--- BEGIN ---

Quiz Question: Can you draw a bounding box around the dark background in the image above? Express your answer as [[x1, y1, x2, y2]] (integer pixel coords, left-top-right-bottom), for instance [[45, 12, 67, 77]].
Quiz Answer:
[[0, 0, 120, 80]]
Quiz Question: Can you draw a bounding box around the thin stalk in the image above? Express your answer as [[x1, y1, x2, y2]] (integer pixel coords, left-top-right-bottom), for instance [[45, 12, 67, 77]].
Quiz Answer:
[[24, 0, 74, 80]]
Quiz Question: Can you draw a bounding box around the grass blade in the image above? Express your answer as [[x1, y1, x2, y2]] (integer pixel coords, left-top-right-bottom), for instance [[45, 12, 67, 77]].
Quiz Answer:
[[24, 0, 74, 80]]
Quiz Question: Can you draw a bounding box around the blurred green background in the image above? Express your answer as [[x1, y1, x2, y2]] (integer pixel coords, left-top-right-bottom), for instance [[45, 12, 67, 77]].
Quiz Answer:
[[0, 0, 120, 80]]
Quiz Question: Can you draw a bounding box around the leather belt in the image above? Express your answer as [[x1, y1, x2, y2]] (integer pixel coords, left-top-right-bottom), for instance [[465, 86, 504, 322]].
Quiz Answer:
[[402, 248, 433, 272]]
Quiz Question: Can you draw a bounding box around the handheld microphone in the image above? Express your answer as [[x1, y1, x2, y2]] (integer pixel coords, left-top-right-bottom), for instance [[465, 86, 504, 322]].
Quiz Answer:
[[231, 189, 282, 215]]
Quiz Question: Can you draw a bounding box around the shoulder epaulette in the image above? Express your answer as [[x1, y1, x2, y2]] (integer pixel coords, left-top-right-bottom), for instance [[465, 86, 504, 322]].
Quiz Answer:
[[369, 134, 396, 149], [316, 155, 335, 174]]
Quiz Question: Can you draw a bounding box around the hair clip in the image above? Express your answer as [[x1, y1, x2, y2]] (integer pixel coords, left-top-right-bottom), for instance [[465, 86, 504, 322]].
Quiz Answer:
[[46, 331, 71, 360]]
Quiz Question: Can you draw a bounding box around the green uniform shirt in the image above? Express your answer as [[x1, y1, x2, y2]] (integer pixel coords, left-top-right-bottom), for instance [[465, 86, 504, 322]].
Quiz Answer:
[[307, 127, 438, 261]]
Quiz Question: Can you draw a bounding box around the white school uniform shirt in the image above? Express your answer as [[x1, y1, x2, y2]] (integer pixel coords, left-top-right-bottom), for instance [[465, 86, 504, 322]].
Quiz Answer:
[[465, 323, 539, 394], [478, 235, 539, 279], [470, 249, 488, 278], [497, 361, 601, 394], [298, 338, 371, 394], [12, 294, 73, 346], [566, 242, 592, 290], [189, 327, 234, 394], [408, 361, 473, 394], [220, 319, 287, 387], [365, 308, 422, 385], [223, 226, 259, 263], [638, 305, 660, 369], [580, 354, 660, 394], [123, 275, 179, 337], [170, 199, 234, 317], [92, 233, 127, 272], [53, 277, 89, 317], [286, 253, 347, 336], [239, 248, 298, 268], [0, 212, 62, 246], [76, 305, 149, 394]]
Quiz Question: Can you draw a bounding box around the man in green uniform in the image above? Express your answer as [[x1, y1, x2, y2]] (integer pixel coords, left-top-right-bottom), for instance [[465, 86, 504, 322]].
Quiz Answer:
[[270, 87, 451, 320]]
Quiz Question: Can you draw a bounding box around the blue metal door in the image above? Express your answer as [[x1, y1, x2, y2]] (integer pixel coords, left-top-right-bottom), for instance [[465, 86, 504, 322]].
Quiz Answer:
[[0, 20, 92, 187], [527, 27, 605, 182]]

--- END ---

**Work to be completed:** Render the part of the listing that opens with the line containing "Quiz Question: Can you draw a bounding box around the man" and runs through the listing's final line, both included, as a numbered list with blank lines left out.

**Expected answer:**
1. Quiz Question: Can you draw a bounding box around the man in green uniform in the image above? Express your answer as [[x1, y1, x2, y2]] (integer pixel coords, left-top-right-bottom), for instance [[465, 86, 504, 322]].
2. Quiz Answer:
3. [[270, 87, 451, 320]]
4. Quiz Question: Can you draw a bounding box around the blue metal door in the image above? Express your answer as [[x1, y1, x2, y2]] (integer pixel coords, left-top-right-bottom), for instance [[465, 86, 504, 322]].
5. Quiz Answer:
6. [[0, 20, 92, 187], [527, 27, 605, 182]]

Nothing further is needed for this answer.